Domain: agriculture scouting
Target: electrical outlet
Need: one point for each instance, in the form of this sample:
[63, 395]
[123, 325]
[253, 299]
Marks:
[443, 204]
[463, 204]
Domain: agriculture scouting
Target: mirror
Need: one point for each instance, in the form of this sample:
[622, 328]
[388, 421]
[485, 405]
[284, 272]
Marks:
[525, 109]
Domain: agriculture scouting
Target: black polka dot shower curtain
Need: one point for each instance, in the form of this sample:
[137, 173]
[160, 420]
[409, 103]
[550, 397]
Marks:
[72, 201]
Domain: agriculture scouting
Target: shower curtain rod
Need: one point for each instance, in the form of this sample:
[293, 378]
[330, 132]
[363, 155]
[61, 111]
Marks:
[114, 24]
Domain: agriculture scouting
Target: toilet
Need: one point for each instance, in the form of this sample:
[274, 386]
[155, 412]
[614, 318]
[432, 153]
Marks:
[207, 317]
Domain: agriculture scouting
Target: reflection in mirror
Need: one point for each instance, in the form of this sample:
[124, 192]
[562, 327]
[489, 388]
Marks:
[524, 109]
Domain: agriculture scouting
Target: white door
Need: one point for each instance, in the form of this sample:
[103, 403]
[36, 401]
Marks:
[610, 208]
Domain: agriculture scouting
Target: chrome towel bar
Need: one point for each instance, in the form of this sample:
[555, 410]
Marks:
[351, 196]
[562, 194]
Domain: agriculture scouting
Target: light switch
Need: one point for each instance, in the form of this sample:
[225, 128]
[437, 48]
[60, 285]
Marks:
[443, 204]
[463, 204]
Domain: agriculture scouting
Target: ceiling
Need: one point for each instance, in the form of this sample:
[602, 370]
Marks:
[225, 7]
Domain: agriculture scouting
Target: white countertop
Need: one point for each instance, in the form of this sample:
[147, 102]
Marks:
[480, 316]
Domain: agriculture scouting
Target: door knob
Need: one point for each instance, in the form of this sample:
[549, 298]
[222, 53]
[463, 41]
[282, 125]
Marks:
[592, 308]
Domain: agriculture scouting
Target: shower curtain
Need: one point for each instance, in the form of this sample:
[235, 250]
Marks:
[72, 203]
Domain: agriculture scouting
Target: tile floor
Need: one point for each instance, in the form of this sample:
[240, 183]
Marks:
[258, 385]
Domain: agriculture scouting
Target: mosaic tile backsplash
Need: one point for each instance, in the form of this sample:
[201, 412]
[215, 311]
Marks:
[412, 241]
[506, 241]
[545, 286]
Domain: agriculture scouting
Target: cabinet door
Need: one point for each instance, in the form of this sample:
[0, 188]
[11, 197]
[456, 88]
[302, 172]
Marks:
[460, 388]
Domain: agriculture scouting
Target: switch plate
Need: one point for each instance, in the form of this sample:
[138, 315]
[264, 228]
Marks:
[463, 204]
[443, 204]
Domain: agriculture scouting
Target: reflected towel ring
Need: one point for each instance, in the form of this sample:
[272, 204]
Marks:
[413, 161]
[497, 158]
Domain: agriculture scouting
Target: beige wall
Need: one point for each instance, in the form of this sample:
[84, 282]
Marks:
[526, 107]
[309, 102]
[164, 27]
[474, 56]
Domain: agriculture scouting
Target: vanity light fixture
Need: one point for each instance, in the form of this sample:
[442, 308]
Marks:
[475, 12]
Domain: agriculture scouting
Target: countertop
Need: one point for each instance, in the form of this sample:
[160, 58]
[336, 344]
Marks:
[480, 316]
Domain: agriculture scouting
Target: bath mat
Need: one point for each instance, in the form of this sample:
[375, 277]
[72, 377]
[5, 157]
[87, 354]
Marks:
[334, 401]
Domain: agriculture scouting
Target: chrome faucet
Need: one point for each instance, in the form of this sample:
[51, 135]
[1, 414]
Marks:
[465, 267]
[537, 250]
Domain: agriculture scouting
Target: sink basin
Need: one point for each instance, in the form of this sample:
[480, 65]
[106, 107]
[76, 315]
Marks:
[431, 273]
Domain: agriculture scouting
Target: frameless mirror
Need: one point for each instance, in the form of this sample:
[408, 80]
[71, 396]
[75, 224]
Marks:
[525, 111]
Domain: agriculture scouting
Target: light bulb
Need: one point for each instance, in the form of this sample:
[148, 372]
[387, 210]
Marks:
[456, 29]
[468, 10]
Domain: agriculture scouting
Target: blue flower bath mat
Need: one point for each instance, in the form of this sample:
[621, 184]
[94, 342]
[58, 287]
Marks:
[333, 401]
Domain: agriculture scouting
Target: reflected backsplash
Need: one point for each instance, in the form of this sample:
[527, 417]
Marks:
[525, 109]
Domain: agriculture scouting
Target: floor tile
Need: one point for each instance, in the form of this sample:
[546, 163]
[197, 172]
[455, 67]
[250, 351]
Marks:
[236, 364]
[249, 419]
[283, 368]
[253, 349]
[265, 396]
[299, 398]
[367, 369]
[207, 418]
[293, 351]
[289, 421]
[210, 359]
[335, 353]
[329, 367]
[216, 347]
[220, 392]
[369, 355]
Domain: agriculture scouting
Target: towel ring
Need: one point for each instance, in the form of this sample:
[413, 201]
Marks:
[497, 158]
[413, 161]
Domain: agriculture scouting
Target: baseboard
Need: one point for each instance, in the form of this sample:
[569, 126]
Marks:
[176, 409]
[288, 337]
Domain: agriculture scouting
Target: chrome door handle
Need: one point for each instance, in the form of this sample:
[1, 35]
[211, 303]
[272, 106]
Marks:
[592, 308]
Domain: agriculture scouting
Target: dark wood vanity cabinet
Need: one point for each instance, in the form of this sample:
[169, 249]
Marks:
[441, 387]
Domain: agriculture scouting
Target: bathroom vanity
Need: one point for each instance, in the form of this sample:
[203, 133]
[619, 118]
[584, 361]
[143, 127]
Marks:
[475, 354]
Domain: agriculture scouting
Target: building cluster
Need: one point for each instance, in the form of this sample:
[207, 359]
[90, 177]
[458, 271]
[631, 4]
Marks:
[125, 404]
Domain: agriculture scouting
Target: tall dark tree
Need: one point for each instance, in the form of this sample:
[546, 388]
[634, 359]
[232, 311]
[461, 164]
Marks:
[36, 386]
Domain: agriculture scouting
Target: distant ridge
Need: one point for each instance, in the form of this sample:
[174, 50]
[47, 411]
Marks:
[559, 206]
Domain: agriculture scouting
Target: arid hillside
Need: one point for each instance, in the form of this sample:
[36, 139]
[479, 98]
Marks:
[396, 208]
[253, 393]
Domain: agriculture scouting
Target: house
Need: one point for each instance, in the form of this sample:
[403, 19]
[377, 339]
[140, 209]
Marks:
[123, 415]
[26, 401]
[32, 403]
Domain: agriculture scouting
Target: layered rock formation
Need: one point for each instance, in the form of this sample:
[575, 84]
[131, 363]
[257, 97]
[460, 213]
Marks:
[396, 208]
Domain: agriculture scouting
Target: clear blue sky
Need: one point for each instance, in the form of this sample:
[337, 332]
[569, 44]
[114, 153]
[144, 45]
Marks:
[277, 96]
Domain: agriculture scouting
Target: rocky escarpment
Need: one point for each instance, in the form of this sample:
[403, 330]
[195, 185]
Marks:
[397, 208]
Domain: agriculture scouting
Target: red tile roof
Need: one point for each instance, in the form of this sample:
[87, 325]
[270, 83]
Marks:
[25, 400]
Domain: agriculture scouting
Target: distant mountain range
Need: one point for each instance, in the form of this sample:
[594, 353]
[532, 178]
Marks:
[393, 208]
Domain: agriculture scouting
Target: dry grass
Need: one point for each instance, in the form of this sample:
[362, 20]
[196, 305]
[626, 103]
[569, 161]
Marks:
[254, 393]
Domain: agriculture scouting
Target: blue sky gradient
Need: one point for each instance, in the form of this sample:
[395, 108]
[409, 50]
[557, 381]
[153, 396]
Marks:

•••

> TASK DIRECTIONS:
Each line above must be printed exactly as it appears.

> SOLUTION FOR THIS TASK:
Domain: agriculture scouting
Target: electrical outlet
Need: one point for each instance, in the form of this sample:
[63, 395]
[123, 325]
[253, 299]
Marks:
[443, 204]
[463, 204]
Domain: agriculture scouting
Target: mirror
Need: one point for each instance, in the form of this sample:
[622, 328]
[388, 421]
[485, 405]
[284, 272]
Marks:
[525, 109]
Domain: agriculture scouting
Target: black polka dot shower curtain
Need: one point for each instance, in the form of this sample:
[137, 173]
[160, 420]
[409, 103]
[550, 397]
Marks:
[72, 201]
Domain: agriculture scouting
Target: shower curtain rod
Need: one point for each instance, in the form of this sample:
[293, 378]
[330, 132]
[363, 155]
[61, 111]
Marks:
[114, 24]
Domain: agriculture scouting
Target: toilet
Need: one point for each instance, in the form of this sample:
[274, 386]
[155, 412]
[614, 318]
[432, 153]
Marks:
[207, 317]
Domain: agriculture scouting
Target: reflection in mirror
Need: one point for each instance, in the form of this sample:
[124, 192]
[562, 327]
[489, 388]
Marks:
[524, 109]
Domain: agriculture scouting
Target: white door
Need: one point for each instance, in the form of this sample:
[103, 403]
[36, 401]
Marks:
[610, 208]
Domain: agriculture scouting
Target: chrome towel bar
Need: one point for each instance, in the form of this sample:
[555, 410]
Marks:
[351, 196]
[562, 194]
Domain: agriculture scouting
Target: light switch
Need: one point for each instance, in the form of this sample:
[225, 128]
[437, 48]
[60, 285]
Marks:
[443, 204]
[463, 204]
Domain: agriculture scouting
Target: ceiling
Need: one point for each instance, in the form of this sample:
[602, 370]
Marks:
[225, 7]
Domain: agriculture scouting
Target: white countertop
Need: one point for each instance, in the form of this sample:
[147, 102]
Marks:
[480, 316]
Domain: agriculture scouting
Target: door knob
Need: one point for each instance, in the form of this sample:
[549, 298]
[222, 53]
[463, 41]
[282, 125]
Marks:
[592, 308]
Domain: agriculture scouting
Target: shower curtain
Need: one point for each instance, in the form of this sample:
[235, 250]
Marks:
[72, 203]
Domain: agriculture scouting
Target: tile floor
Need: one point for each instance, in the form of this sample:
[240, 183]
Marks:
[258, 385]
Domain: agriculture scouting
Target: mosaic tile backsplash
Need: one point for each instance, in the form of this sample:
[201, 412]
[215, 311]
Marks:
[412, 241]
[506, 241]
[545, 286]
Domain: agriculture scouting
Target: cabinet door
Need: one point for each instance, in the form of this sample:
[0, 188]
[11, 197]
[456, 88]
[302, 172]
Marks:
[460, 388]
Domain: agriculture scouting
Target: switch plate
Need: one point for each instance, in the form of this sample:
[138, 315]
[264, 228]
Marks:
[463, 204]
[443, 204]
Domain: agriculture scouting
Target: reflected towel ring
Need: one point for each instance, in the form of this sample:
[272, 204]
Marks:
[413, 161]
[497, 158]
Domain: agriculture scouting
Target: beige wall
Need: one point for each instance, in the form of this sample:
[84, 282]
Marks:
[526, 107]
[309, 102]
[164, 27]
[474, 56]
Domain: agriculture scouting
Target: vanity light fixture
Need: one point for each instance, in the form of this sample:
[442, 308]
Marks:
[475, 12]
Domain: agriculture scouting
Target: countertop
Need: one point for each instance, in the form of this sample:
[160, 58]
[336, 344]
Marks:
[480, 316]
Domain: agriculture scouting
Target: bath mat
Need: one point for each instance, in the form of this sample:
[375, 277]
[72, 377]
[5, 157]
[87, 354]
Marks:
[334, 401]
Domain: agriculture scouting
Target: chrome faucet
Need: one point for each instance, in the form of this sample:
[51, 135]
[1, 414]
Marks:
[465, 267]
[537, 250]
Domain: agriculture scouting
Target: sink basin
Need: one point for each instance, in the form of this sample:
[480, 65]
[106, 107]
[76, 315]
Marks:
[431, 273]
Domain: agriculture scouting
Target: frameless mirror
Need: one point for each instance, in the form of this sample:
[408, 80]
[71, 396]
[75, 224]
Marks:
[525, 111]
Domain: agriculture scouting
Target: light bulb
Need: one point for each instance, in the form of this sample:
[148, 372]
[387, 210]
Marks:
[456, 29]
[468, 10]
Domain: agriculture scouting
Target: blue flower bath mat
Need: one point for each instance, in the form of this sample:
[621, 184]
[94, 342]
[58, 287]
Marks:
[333, 401]
Domain: agriculture scouting
Target: reflected backsplash
Need: one point for each instance, in the form of this sample:
[527, 417]
Marks:
[525, 109]
Domain: agriculture scouting
Target: floor tile
Need: one point for each instance, in the form of this sample:
[546, 163]
[197, 172]
[455, 67]
[250, 351]
Marks:
[236, 364]
[249, 419]
[283, 368]
[253, 349]
[265, 396]
[299, 398]
[367, 369]
[207, 418]
[293, 351]
[289, 421]
[210, 359]
[335, 353]
[329, 367]
[216, 347]
[220, 392]
[369, 355]
Domain: agriculture scouting
Target: towel ring
Need: one point for each instance, in the form of this sample:
[413, 201]
Marks:
[497, 158]
[413, 161]
Domain: agriculture scouting
Target: baseboard
Need: one point for each instance, in the form of this sample:
[569, 126]
Marks:
[176, 409]
[288, 337]
Domain: agriculture scouting
Target: chrome door handle
Need: one point for each instance, in the form of this sample:
[1, 35]
[211, 303]
[272, 106]
Marks:
[592, 308]
Domain: agriculture scouting
Target: dark wood vanity cabinet
Need: one point for each instance, in the form of this sample:
[169, 249]
Marks:
[441, 387]
Domain: agriculture scouting
Target: bathroom vanity
Need: one point for each instance, in the form of this sample:
[203, 133]
[619, 118]
[584, 361]
[143, 127]
Marks:
[475, 354]
Domain: agriculture scouting
Target: building cluster
Need: one point for each instance, in the form of this sample:
[207, 359]
[90, 177]
[458, 271]
[631, 4]
Marks:
[125, 404]
Domain: agriculture scouting
Target: tall dark tree
Need: one point for each instance, in the form of this sample:
[546, 388]
[634, 359]
[232, 311]
[461, 164]
Marks:
[36, 386]
Domain: agriculture scouting
Target: distant ridge
Need: one point for each instance, in the form of this sample:
[174, 50]
[47, 411]
Marks:
[559, 206]
Domain: agriculture scouting
Target: arid hillside
Need: one point for each instance, in the form of this sample:
[36, 139]
[479, 98]
Marks:
[396, 208]
[253, 393]
Domain: agriculture scouting
Target: house
Need: one point for each instance, in the form of this sample:
[403, 19]
[377, 339]
[140, 209]
Marks:
[123, 415]
[26, 401]
[32, 403]
Domain: agriculture scouting
Target: layered rock formation
Need: one point for each instance, in the form of this sample:
[575, 84]
[131, 363]
[257, 97]
[460, 213]
Marks:
[396, 208]
Domain: agriculture scouting
Target: clear blue sky
Need: one point for each instance, in the form of this sample:
[337, 332]
[569, 44]
[114, 153]
[144, 45]
Marks:
[277, 96]
Domain: agriculture scouting
Target: rocky escarpment
Need: one point for each instance, in the form of this sample:
[403, 330]
[195, 185]
Marks:
[397, 208]
Domain: agriculture scouting
Target: red tile roof
Need: one point for each instance, in the form of this sample:
[87, 325]
[270, 83]
Marks:
[25, 400]
Domain: agriculture scouting
Target: distant mountain range
Need: one point for each instance, in the form of this sample:
[594, 353]
[532, 178]
Marks:
[393, 208]
Domain: agriculture scouting
Target: dry grass
Need: one point for each instance, in the form of this sample:
[362, 20]
[196, 305]
[626, 103]
[569, 161]
Marks:
[254, 393]
Domain: agriculture scouting
Target: blue sky gradient
Need: one point for each instance, in the form of this sample:
[395, 108]
[409, 50]
[557, 381]
[153, 396]
Marks:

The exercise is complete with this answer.